:: Source document ::
7 Best Practices of Using Alibaba Cloud Container Service to Develop Blockchain Hyperledger Fabric Solutions

In this article, we will be exploring the best practices of using Alibaba Cloud Container Service to develop blockchain applications and solutions based on Hyperledger Fabric.

Alibaba Cloud Container Service allows users to deploy and configure a blockchain Hyperledger automatically with the blockchain solution, or through a manual, self-built approach. In this article, we will be exploring the best practices of using Alibaba Cloud Container Service to develop blockchain applications and solutions based on Hyperledger Fabric.

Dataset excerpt
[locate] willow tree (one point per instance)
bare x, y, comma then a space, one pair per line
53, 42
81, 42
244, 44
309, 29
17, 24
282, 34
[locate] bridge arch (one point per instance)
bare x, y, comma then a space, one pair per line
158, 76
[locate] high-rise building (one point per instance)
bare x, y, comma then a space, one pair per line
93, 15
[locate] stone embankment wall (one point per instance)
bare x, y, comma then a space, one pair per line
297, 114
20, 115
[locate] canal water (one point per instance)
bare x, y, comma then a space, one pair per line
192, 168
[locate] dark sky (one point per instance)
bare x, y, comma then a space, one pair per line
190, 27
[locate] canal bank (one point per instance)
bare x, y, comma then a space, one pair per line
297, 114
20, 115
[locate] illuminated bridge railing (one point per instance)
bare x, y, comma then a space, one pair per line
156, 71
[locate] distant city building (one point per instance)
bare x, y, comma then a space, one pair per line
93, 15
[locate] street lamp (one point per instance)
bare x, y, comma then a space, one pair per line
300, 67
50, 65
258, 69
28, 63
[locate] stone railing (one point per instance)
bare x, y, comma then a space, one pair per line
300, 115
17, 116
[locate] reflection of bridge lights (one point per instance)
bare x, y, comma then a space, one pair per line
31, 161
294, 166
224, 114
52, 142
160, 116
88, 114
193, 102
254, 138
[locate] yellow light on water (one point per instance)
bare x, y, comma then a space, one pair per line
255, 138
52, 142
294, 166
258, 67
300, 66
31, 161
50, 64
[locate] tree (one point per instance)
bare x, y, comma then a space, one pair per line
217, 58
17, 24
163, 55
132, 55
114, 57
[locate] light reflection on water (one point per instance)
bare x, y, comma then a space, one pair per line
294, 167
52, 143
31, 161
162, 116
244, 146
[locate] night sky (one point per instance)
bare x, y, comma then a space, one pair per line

:: What is asked ::
(a) Convert part of the records into a JSON list of strings, one string per line, with blank lines left out. Begin at the line in the records that contains "[locate] distant city" and stop after the last line of the records.
(b) Carry on the article about Hyperledger Fabric on Alibaba Cloud Container Service from the point where it stops.

:: Answers to each task ::
(a)
[
  "[locate] distant city building (one point per instance)",
  "bare x, y, comma then a space, one pair per line",
  "93, 15",
  "[locate] street lamp (one point per instance)",
  "bare x, y, comma then a space, one pair per line",
  "300, 67",
  "50, 65",
  "258, 69",
  "28, 63",
  "[locate] stone railing (one point per instance)",
  "bare x, y, comma then a space, one pair per line",
  "300, 115",
  "17, 116",
  "[locate] reflection of bridge lights (one point per instance)",
  "bare x, y, comma then a space, one pair per line",
  "31, 161",
  "294, 166",
  "224, 114",
  "52, 142",
  "160, 116",
  "88, 114",
  "193, 102",
  "254, 138",
  "[locate] yellow light on water (one point per instance)",
  "bare x, y, comma then a space, one pair per line",
  "255, 138",
  "52, 142",
  "294, 166",
  "258, 67",
  "300, 66",
  "31, 161",
  "50, 64",
  "[locate] tree (one point per instance)",
  "bare x, y, comma then a space, one pair per line",
  "217, 58",
  "17, 24",
  "163, 55",
  "132, 55",
  "114, 57",
  "[locate] light reflection on water (one point per instance)",
  "bare x, y, comma then a space, one pair per line",
  "294, 167",
  "52, 143",
  "31, 161",
  "162, 116",
  "244, 146",
  "[locate] night sky (one point per instance)",
  "bare x, y, comma then a space, one pair per line"
]

(b)
Best Practice 1: Generate Sample YAML for Hyperledger Fabric Deployment in Kubernetes

The Blockchain Solution for Kubernetes clusters of Alibaba Cloud Container Service is released in the application directory of Container Service in the form of a Helm Chart. The Blockchain Solution can be used to configure and deploy blockchain networks in Kubernetes clusters of Alibaba Cloud Container Service in one click. It can also be used as an auxiliary YAML generation tool to generate custom sample YAML for Kubernetes. If you are a novice user of Kubernetes and Hyperledger Fabric, this skill provides you with a verified sample YAML for reference to quickly develop custom YAML as needed.

This skill requires the use of the helm install --dry-run command and the schelm tool.

The procedure is as follows:

Install Golang and GIT on the master node of a Kubernetes cluster of Alibaba Cloud Container Service (the root account is used for the following operation).

yum install golang
yum install git

Add the bin directory of Golang to the PATH environment variable.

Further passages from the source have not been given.